• Requirement: Reproduce each of the items below line for line, changing nothing.

= = = = = = =

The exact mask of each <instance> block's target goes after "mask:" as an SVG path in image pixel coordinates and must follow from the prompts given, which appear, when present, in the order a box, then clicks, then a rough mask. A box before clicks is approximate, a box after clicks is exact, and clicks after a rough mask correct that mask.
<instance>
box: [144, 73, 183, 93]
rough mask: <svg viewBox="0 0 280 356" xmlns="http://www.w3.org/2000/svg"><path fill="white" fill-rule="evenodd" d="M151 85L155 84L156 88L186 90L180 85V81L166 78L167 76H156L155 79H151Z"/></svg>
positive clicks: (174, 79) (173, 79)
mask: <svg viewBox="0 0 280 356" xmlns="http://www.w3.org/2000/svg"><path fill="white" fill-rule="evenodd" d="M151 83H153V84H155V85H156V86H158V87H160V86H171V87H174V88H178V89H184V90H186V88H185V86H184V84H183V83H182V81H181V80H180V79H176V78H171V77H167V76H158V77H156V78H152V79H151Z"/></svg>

= = = = = = =

• Answer section:
The exact mask of each <instance> block's target goes after "mask:" as an SVG path in image pixel coordinates and must follow from the prompts given, which appear, when present, in the order a box, then clicks, then a rough mask. A box before clicks is approximate, a box after clicks is exact, and clicks after a rough mask correct that mask.
<instance>
box: [144, 73, 183, 93]
rough mask: <svg viewBox="0 0 280 356" xmlns="http://www.w3.org/2000/svg"><path fill="white" fill-rule="evenodd" d="M151 85L155 84L156 88L186 90L180 85V81L166 78L167 76H156L155 79H151Z"/></svg>
positive clicks: (174, 79) (173, 79)
mask: <svg viewBox="0 0 280 356" xmlns="http://www.w3.org/2000/svg"><path fill="white" fill-rule="evenodd" d="M151 83H153V84H155V85H156V86H158V87H160V86H171V87H174V88H178V89H184V90H186V88H185V86H184V84H183V83H182V81H181V80H180V79H176V78H171V77H167V76H158V77H156V78H152V79H151Z"/></svg>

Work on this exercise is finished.